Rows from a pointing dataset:
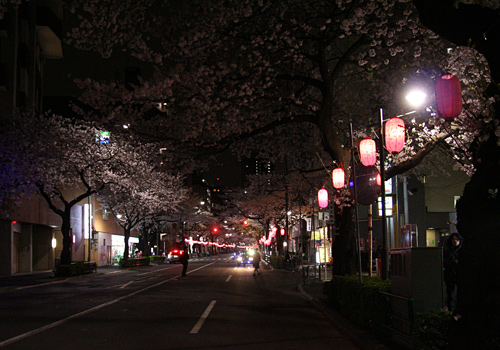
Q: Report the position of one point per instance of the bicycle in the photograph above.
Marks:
(292, 264)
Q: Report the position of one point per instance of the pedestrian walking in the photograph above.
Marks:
(184, 258)
(450, 262)
(256, 263)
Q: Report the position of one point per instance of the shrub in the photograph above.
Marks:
(363, 304)
(430, 330)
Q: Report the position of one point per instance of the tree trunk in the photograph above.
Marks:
(478, 212)
(344, 247)
(126, 236)
(67, 237)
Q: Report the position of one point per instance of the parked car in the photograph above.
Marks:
(175, 255)
(243, 260)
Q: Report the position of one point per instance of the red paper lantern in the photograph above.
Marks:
(338, 178)
(395, 135)
(368, 152)
(323, 198)
(448, 96)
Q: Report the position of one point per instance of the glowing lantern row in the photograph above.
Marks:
(395, 135)
(338, 178)
(323, 198)
(368, 152)
(448, 96)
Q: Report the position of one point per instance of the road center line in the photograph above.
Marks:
(203, 317)
(126, 284)
(67, 319)
(155, 271)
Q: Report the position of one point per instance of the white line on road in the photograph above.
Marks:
(126, 284)
(155, 271)
(203, 317)
(67, 319)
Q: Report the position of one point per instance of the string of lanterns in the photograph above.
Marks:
(449, 106)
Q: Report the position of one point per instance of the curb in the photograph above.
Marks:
(358, 337)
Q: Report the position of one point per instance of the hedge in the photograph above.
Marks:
(363, 304)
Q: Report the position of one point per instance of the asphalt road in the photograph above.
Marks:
(216, 306)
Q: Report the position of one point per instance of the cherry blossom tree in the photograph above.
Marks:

▶ _Work instructions_: Restate the whole listing above exactly, please, omitting every image.

▶ _Exercise response_:
Q: Report the position of one point per instance of the bicycle in the photograph above.
Marks:
(292, 264)
Q: Report the position of one point per instance of the pedestrian walking in the photograph above.
Marks:
(184, 258)
(450, 262)
(256, 263)
Q: Report the position of one point per instance of the shrub in the photograph above.
Marks:
(363, 304)
(430, 330)
Q: Report the position of one point per instance of the tree trunk in the photograph above.
Marks:
(478, 212)
(344, 247)
(126, 236)
(67, 237)
Q: Report the position of one point per instance of the parked car in the photograph above.
Marks:
(175, 255)
(243, 260)
Q: Report the position of one point per instance of the red paper lantern in the photograph above.
Marks:
(338, 178)
(395, 135)
(368, 152)
(323, 198)
(448, 96)
Q: Report the position of one point per instance of the glowing lantern row in the photograph above.
Marks:
(395, 135)
(338, 178)
(323, 198)
(368, 152)
(448, 96)
Q: Report the position of one point per instance of the road center line in the photograph above.
Marks:
(203, 317)
(126, 284)
(67, 319)
(155, 271)
Q: Report the position of one point per instance of the white line on road in the photograph above.
Marks:
(126, 284)
(155, 271)
(203, 317)
(67, 319)
Q: Report the position of one point per instance of the string of lanterns in the photograph above.
Marks:
(449, 106)
Q: Report the position of one point per instance of the curb in the photograph above.
Marks:
(358, 337)
Q: Report the position of one point per instance of the hedge in the photograph above.
Marks:
(363, 304)
Q: Report the position of one point per instance of the asphalt road in the photograph above.
Marks:
(216, 306)
Q: Report the position of one point per instance of the cherry blossom tree in the photograph above.
Marks:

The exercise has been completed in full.